> **Entries taken from a collection**
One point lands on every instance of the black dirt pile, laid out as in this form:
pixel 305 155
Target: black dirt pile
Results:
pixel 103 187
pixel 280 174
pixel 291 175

> **Brief**
Type out the entries exactly as they appear above.

> **Solution below**
One point lands on every instance of the black dirt pile, laid out as in this form:
pixel 305 155
Target: black dirt pile
Results:
pixel 103 187
pixel 280 174
pixel 291 175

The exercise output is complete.